→ THE TASK
Could every entry be set down once more, exactly as given?
---*---
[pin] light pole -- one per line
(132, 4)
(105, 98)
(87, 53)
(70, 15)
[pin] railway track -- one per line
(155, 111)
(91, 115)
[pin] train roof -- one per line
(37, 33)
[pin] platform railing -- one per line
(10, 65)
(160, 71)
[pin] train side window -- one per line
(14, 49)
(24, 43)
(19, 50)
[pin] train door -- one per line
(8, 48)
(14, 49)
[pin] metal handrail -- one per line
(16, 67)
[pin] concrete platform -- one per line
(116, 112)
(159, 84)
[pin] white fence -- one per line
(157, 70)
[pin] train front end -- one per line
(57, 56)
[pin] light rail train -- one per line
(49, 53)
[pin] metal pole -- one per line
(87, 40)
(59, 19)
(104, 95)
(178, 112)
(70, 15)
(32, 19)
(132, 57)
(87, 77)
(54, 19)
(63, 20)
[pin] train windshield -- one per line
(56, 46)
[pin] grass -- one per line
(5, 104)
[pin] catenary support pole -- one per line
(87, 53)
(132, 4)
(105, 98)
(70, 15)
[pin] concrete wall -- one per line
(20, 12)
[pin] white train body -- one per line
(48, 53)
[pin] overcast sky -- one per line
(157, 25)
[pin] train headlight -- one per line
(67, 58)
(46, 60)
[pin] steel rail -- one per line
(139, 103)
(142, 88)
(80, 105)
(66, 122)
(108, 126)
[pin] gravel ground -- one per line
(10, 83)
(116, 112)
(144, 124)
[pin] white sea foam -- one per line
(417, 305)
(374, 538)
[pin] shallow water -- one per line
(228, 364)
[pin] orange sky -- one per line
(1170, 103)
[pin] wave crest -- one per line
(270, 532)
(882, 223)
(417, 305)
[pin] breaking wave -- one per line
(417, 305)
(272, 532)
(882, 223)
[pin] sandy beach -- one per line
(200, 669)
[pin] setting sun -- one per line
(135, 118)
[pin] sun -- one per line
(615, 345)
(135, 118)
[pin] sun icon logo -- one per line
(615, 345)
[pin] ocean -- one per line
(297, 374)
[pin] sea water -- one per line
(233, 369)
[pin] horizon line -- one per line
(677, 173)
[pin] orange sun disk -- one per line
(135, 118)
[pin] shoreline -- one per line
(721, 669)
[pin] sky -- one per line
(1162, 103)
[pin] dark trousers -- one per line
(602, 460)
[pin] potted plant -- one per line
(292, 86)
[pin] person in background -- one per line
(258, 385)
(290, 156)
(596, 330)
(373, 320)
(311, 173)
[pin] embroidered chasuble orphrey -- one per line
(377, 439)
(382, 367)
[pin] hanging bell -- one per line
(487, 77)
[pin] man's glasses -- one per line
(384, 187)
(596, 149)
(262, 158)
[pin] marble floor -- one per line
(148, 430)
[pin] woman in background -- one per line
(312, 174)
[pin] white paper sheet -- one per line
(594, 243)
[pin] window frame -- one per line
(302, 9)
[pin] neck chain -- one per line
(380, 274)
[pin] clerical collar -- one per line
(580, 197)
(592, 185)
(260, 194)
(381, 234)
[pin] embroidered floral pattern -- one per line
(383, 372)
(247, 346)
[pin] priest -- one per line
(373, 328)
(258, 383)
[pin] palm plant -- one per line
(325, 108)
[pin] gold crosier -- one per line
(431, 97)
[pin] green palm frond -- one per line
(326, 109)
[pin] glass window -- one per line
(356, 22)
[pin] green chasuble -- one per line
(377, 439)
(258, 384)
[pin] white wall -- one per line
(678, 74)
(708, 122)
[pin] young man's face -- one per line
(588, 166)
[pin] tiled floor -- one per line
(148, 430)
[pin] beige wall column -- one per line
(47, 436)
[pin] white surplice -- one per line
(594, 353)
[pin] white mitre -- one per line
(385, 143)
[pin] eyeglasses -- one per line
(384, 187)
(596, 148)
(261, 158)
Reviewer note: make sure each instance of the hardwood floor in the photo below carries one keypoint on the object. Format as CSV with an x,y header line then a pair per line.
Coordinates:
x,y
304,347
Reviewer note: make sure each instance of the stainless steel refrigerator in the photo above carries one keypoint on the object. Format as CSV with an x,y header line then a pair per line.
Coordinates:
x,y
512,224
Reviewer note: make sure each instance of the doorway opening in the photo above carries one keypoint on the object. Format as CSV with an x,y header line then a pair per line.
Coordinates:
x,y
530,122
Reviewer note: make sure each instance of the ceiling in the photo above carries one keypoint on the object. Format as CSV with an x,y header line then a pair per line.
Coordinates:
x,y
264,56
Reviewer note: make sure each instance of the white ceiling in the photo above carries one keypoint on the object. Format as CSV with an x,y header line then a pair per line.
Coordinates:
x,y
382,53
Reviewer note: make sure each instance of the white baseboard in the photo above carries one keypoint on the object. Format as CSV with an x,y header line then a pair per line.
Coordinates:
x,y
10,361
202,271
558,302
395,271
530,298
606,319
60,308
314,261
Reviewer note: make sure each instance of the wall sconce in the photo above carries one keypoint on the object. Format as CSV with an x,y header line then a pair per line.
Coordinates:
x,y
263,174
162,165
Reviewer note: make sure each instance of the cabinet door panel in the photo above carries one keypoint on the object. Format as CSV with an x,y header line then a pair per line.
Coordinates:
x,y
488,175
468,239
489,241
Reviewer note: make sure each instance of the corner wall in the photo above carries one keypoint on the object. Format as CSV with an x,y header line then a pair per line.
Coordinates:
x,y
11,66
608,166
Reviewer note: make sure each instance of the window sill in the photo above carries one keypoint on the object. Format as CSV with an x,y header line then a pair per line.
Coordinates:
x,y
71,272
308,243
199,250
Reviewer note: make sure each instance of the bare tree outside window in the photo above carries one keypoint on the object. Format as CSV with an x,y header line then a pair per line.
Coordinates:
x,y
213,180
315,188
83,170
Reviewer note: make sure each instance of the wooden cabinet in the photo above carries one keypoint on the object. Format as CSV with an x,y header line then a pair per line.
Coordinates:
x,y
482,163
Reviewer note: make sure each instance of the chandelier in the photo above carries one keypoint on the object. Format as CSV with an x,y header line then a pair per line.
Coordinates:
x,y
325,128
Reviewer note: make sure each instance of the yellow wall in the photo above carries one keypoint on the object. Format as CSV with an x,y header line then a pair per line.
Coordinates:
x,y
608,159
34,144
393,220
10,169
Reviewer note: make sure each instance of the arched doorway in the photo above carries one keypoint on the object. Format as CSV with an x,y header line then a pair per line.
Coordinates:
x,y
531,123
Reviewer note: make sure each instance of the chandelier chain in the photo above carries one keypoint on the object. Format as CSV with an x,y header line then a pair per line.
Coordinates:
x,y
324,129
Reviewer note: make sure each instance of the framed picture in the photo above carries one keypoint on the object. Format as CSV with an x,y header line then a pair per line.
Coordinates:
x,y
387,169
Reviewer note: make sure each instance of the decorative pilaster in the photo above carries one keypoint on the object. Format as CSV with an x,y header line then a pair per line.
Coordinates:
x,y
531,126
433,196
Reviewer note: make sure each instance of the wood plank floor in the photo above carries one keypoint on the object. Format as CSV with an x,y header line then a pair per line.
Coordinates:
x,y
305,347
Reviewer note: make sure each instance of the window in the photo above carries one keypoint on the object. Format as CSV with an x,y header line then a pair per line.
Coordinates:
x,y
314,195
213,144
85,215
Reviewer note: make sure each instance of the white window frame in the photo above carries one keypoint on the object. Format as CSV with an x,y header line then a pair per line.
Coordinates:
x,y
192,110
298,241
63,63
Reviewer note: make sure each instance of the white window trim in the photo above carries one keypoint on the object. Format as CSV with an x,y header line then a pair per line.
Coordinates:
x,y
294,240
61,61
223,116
---*---
→ ANSWER FOR THIS EXERCISE
[pin] light pole -- one per line
(132, 4)
(105, 98)
(87, 53)
(70, 15)
[pin] railway track -- one per line
(155, 111)
(91, 115)
[pin] train roof -- one per line
(37, 33)
[pin] platform railing -- one per line
(10, 65)
(160, 71)
[pin] train side window -- one per line
(14, 49)
(24, 43)
(19, 50)
[pin] train door -- one per line
(8, 48)
(14, 49)
[pin] metal handrail -- one per line
(16, 67)
[pin] concrete platform -- one per line
(116, 112)
(159, 84)
[pin] white fence -- one per line
(157, 70)
[pin] train front end -- one per line
(57, 56)
[pin] light rail train -- one per line
(49, 53)
[pin] metal pole -- one per line
(87, 40)
(59, 19)
(104, 95)
(178, 112)
(70, 15)
(32, 19)
(132, 57)
(87, 77)
(54, 19)
(63, 20)
[pin] train windshield -- one per line
(56, 46)
[pin] grass -- one per line
(5, 104)
[pin] catenary support pole -- one per line
(87, 53)
(132, 4)
(105, 98)
(70, 15)
[pin] concrete wall -- one per line
(20, 12)
[pin] white train body -- one per line
(48, 53)
[pin] overcast sky -- one per line
(157, 25)
[pin] train headlight -- one per line
(67, 58)
(46, 60)
[pin] steel rail -- one per line
(139, 103)
(142, 88)
(80, 105)
(66, 122)
(108, 126)
[pin] gravel ground -- one per line
(10, 83)
(116, 112)
(144, 124)
[pin] white sea foam -- one per line
(417, 305)
(374, 538)
[pin] shallow water -- one per line
(228, 364)
[pin] orange sky -- one per line
(1170, 103)
[pin] wave crest -- one per line
(270, 532)
(882, 223)
(417, 305)
[pin] breaking wave -- one per line
(417, 305)
(272, 532)
(882, 223)
[pin] sandy beach -- one per line
(200, 669)
[pin] setting sun -- one per line
(135, 118)
[pin] sun -- one per line
(615, 345)
(135, 118)
[pin] sun icon logo -- one per line
(615, 345)
[pin] ocean -- one per line
(297, 374)
[pin] sea water -- one per line
(233, 369)
[pin] horizon line -- one per line
(677, 173)
[pin] orange sun disk -- one per line
(135, 118)
[pin] shoreline -- one per line
(721, 669)
[pin] sky -- one per line
(1162, 103)
[pin] dark trousers -- one per line
(602, 460)
[pin] potted plant -- one per line
(292, 86)
[pin] person in background -- one per line
(258, 385)
(290, 156)
(596, 330)
(373, 320)
(311, 173)
[pin] embroidered chasuble orphrey -- one per line
(377, 439)
(382, 367)
[pin] hanging bell -- one per line
(487, 77)
[pin] man's glasses -- one per line
(384, 187)
(596, 149)
(262, 158)
[pin] marble floor -- one per line
(148, 430)
[pin] woman in background -- one per line
(312, 174)
[pin] white paper sheet -- one per line
(594, 243)
[pin] window frame -- one per line
(302, 9)
[pin] neck chain -- one per line
(380, 274)
[pin] clerical collar -- one per line
(580, 197)
(592, 185)
(260, 194)
(381, 234)
[pin] embroidered floral pattern -- one per line
(383, 372)
(247, 346)
[pin] priest -- one per line
(373, 328)
(258, 383)
[pin] palm plant -- one per line
(325, 108)
[pin] gold crosier -- one per line
(431, 97)
[pin] green palm frond -- one per line
(326, 109)
[pin] glass window -- one per line
(356, 22)
[pin] green chasuble -- one per line
(377, 439)
(258, 384)
[pin] white wall -- one per line
(678, 74)
(708, 122)
[pin] young man's face -- one per line
(588, 166)
[pin] tiled floor -- one per line
(148, 430)
[pin] beige wall column -- one per line
(47, 436)
[pin] white surplice -- one per line
(594, 353)
[pin] white mitre -- one per line
(385, 143)
[pin] eyeglasses -- one per line
(384, 187)
(596, 148)
(261, 158)
Reviewer note: make sure each instance of the hardwood floor in the photo below carries one keypoint on the object. Format as CSV with an x,y header line then a pair per line.
Coordinates:
x,y
304,347
Reviewer note: make sure each instance of the stainless steel refrigerator in the photo above carries one keypoint on the object. Format as CSV with an x,y header line then a pair per line.
Coordinates:
x,y
512,224
Reviewer note: make sure each instance of the doorway opening in the photo above carries one keypoint on the object. Format as CSV with an x,y header line then a pair per line.
Coordinates:
x,y
530,122
Reviewer note: make sure each instance of the ceiling in the photo above carries one keypoint on the object. Format as CSV with an x,y header line then a pair per line.
Coordinates:
x,y
264,56
Reviewer note: make sure each instance of the white ceiling in the photo above carries one keypoint on the object. Format as CSV with an x,y header line then a pair per line.
Coordinates:
x,y
382,53
Reviewer note: make sure each instance of the white baseboard in the photo above carries one keypoint on the object. Format as CSV with an x,y header line then a pair per line.
Coordinates:
x,y
10,361
202,271
558,302
395,271
530,298
606,319
60,308
314,261
Reviewer note: make sure each instance of the wall sconce in the photo above carries one keypoint on the object. Format as CSV with an x,y header line then a pair per line.
Coordinates:
x,y
263,174
162,165
Reviewer note: make sure each instance of the cabinet door panel in the photo above carries one keypoint on the object. Format as CSV with an x,y header line then a pair per line.
Coordinates:
x,y
488,175
468,239
489,241
Reviewer note: make sure each instance of the corner wall in the photo above carries one keypoint on the object. Format as CSV with an x,y header line then a pair per line.
Coordinates:
x,y
11,66
608,166
Reviewer note: make sure each instance of the window sill in the photo above carries one keypoint on the object. Format as CSV with an x,y header line then a pair per line.
Coordinates:
x,y
71,272
308,243
199,250
Reviewer note: make sure each instance of the bare tree outside window in the photo above carries one keypoint on the object. Format as CSV with an x,y header line then a pair per line.
Coordinates:
x,y
213,180
315,188
83,170
Reviewer note: make sure each instance of the wooden cabinet in the photo above carries one keypoint on the object. Format as CSV with an x,y header line then a pair per line.
Coordinates:
x,y
482,163
Reviewer note: make sure each instance of the chandelier in the photo above carries one keypoint on the object. Format as CSV with an x,y header line then a pair per line.
Coordinates:
x,y
325,128
Reviewer note: make sure each instance of the yellow wall in the photo above carries one keypoint on the object. Format as CSV with an x,y header line then a pair per line.
Coordinates:
x,y
608,159
34,144
393,220
10,169
Reviewer note: make sure each instance of the arched doorway in the photo above carries one keypoint on the object. Format as CSV with an x,y header line then a pair per line.
Coordinates:
x,y
531,123
Reviewer note: make sure each instance of the chandelier chain in the photo above carries one keypoint on the object. Format as CSV with an x,y header line then a pair per line.
Coordinates:
x,y
324,129
Reviewer note: make sure each instance of the framed picture in the photo above carries one keypoint on the object. Format as CSV with an x,y header line then a pair per line.
Coordinates:
x,y
387,169
Reviewer note: make sure each instance of the decorative pilaster in the photo above carries one keypoint on the object. Format as CSV with an x,y header line then a pair per line.
Coordinates:
x,y
531,126
433,196
Reviewer note: make sure each instance of the wood plank floor in the photo above carries one keypoint on the object. Format as CSV with an x,y header line then a pair per line.
Coordinates:
x,y
305,347
Reviewer note: make sure each instance of the window in the photo above carries one keypoint on the object. Format as CSV with an x,y header line then a pair per line.
Coordinates:
x,y
314,195
213,144
85,215
Reviewer note: make sure each instance of the white window frame in the photo above carries one keypoint on the object. Format as CSV with an x,y header line then a pair per line.
Coordinates:
x,y
192,110
298,241
63,63
Reviewer note: make sure each instance of the white window trim in the photo above carries one keypoint on the object. Format as CSV with an x,y header line then a pair per line.
Coordinates:
x,y
294,240
61,61
223,116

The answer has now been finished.